**OBIETTIVO**
Restituisci, nell'ordine in cui compaiono, tutte le righe dei dati che contengono la parola "bike".

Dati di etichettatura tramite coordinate
********************
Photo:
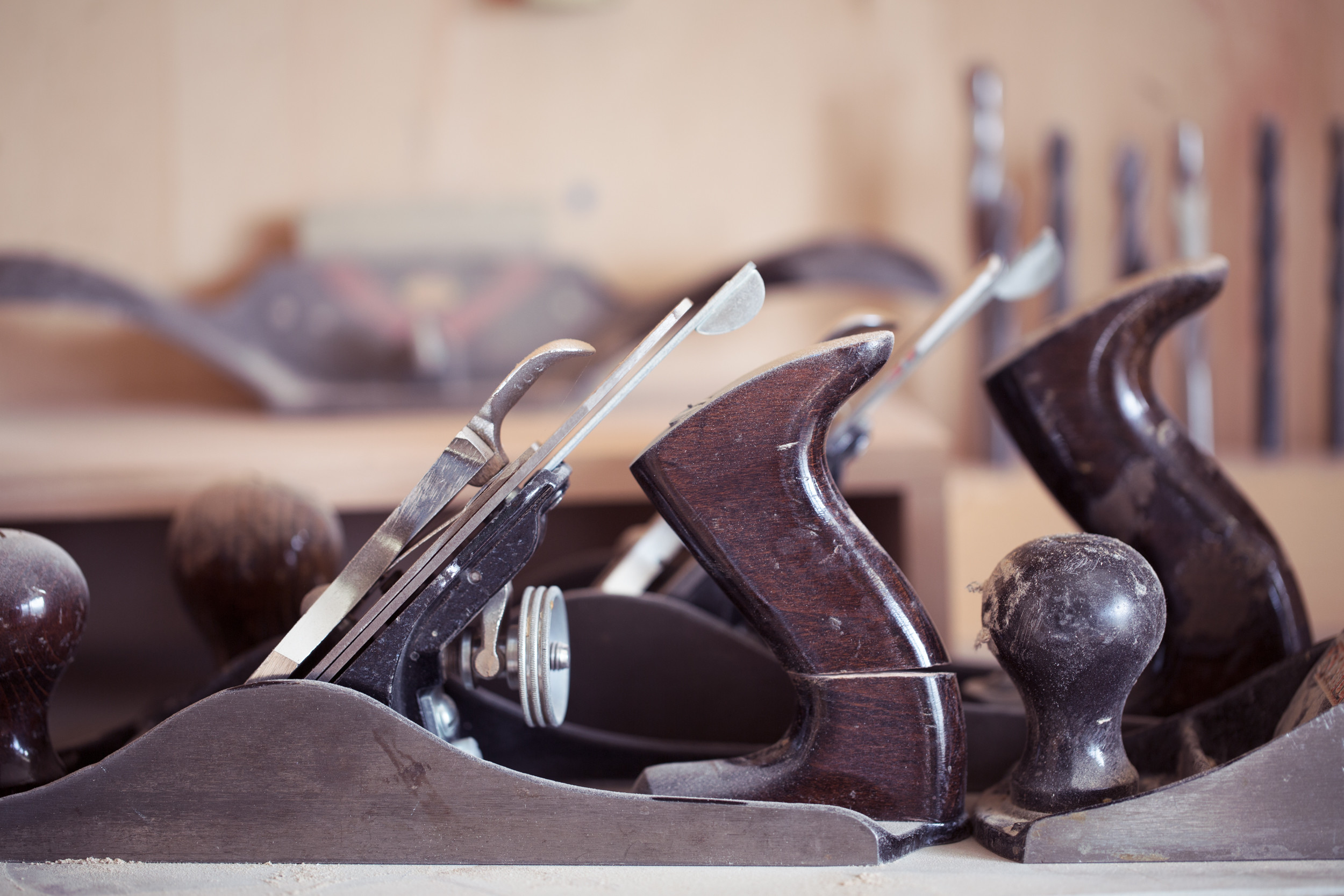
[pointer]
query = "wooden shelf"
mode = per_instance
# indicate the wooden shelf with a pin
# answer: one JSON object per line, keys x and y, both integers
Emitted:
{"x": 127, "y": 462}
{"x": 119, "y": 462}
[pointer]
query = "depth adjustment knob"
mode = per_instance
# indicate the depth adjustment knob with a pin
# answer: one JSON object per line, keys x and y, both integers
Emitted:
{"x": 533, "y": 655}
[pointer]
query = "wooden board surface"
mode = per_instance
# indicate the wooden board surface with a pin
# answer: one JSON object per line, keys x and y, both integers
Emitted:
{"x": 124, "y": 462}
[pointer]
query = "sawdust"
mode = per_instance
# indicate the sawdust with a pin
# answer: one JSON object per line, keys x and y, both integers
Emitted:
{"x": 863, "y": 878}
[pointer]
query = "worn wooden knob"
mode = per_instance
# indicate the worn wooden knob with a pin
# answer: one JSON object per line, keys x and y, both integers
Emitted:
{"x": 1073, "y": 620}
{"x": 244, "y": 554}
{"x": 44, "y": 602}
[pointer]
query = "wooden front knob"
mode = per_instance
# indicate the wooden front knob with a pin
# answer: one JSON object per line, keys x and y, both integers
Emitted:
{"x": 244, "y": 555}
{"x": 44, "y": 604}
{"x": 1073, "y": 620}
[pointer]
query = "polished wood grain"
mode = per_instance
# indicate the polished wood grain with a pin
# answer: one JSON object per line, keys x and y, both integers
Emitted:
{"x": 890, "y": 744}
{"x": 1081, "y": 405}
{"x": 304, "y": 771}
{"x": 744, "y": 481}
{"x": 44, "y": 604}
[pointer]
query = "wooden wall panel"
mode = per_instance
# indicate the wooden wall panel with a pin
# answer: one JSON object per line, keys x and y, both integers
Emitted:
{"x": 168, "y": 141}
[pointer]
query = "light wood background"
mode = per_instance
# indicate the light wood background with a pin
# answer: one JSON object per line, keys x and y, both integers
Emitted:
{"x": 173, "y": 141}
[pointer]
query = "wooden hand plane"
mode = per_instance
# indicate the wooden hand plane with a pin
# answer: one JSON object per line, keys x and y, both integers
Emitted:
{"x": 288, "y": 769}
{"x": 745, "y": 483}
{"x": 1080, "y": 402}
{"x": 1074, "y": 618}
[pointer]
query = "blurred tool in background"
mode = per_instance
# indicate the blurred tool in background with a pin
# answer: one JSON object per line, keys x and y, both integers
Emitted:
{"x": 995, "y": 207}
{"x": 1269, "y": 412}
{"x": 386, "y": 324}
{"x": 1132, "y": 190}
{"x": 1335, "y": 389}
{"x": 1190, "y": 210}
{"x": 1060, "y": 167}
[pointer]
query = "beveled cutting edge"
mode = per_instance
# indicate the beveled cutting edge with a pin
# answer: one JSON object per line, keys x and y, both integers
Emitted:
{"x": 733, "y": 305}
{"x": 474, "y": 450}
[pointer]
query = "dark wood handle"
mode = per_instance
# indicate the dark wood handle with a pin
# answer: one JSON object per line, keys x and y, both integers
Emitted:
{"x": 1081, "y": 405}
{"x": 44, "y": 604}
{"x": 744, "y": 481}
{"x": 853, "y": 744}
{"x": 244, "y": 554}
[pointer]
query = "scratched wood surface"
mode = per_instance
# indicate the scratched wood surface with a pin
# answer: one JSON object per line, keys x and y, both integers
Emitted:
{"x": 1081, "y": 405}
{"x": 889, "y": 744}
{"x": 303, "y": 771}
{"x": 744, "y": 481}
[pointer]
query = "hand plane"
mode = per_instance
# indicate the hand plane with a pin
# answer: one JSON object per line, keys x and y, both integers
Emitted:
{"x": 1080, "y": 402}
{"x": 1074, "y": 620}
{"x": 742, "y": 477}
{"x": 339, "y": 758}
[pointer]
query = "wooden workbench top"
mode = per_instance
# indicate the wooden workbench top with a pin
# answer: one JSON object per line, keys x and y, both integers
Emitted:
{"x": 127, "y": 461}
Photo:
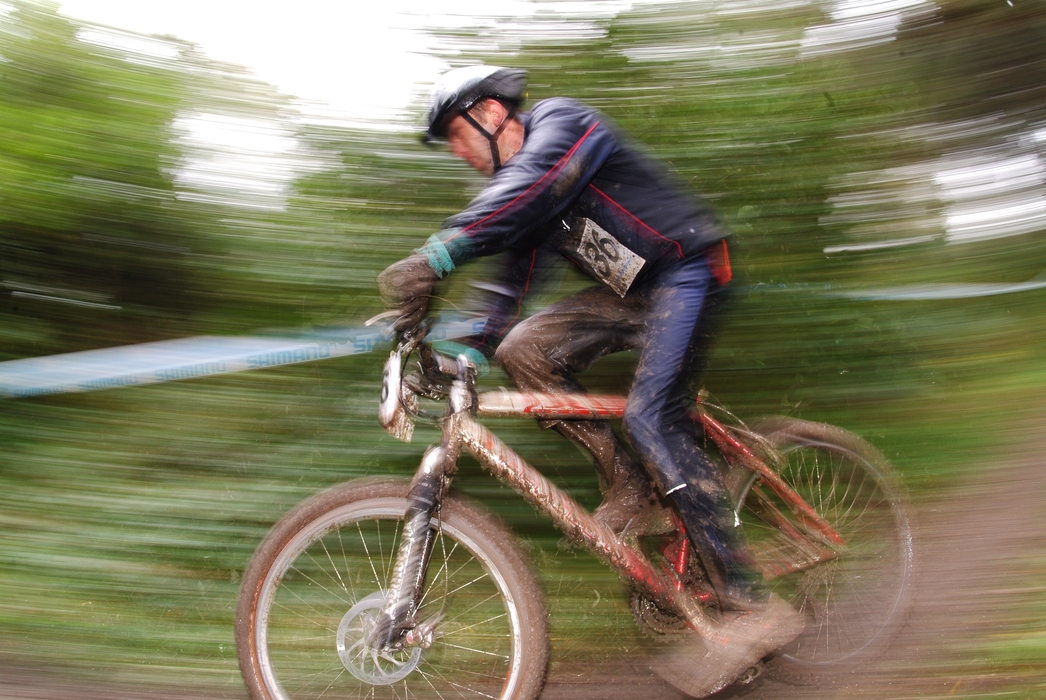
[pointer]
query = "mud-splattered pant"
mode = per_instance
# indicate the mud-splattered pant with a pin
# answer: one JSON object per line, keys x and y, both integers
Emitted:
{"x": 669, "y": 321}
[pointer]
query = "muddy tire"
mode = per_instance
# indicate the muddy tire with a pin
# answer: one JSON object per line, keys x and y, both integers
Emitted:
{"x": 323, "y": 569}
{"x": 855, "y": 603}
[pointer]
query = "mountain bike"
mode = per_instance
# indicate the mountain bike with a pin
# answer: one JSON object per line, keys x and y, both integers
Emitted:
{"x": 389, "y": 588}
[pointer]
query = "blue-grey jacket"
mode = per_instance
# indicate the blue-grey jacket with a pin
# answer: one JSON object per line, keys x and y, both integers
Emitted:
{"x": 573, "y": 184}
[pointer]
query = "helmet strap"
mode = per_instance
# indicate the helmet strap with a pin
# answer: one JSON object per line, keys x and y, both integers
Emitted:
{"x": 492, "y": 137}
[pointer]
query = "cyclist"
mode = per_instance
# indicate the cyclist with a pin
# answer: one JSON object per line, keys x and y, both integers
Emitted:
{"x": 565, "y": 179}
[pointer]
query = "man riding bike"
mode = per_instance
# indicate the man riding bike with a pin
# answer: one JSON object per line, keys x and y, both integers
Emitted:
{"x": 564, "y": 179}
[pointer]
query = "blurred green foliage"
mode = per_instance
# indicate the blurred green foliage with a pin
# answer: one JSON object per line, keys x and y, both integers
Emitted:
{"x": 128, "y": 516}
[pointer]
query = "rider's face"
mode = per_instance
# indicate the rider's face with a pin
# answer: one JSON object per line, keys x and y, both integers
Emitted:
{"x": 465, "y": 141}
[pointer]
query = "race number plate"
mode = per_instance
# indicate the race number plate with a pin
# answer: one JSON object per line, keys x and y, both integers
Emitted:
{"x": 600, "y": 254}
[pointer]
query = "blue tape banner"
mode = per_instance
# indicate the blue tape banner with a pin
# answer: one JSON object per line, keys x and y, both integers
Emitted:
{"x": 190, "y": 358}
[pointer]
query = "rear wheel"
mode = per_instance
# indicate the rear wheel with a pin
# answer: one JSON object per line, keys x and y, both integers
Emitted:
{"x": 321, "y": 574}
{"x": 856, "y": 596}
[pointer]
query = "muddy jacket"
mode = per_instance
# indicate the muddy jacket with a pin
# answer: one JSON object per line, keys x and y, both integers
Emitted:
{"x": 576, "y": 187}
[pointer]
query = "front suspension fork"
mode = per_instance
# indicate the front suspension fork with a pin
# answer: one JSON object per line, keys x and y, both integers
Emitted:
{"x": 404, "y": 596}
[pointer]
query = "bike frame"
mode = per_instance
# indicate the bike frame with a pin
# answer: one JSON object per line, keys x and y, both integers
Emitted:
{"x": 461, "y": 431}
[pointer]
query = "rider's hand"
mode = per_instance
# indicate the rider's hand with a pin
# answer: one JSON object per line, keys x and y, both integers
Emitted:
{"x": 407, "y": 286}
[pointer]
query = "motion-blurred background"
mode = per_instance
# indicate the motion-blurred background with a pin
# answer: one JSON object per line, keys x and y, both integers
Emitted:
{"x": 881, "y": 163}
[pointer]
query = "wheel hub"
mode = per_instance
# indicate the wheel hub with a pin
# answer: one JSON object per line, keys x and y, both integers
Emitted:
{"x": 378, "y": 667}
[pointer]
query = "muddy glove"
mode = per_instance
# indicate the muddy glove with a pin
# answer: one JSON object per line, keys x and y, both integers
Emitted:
********************
**RISPOSTA**
query = "mountain bike"
# indicate the mountain bike with a pin
query = "man riding bike"
# indicate the man riding bike with a pin
query = "bike frame"
# indicate the bike frame with a pin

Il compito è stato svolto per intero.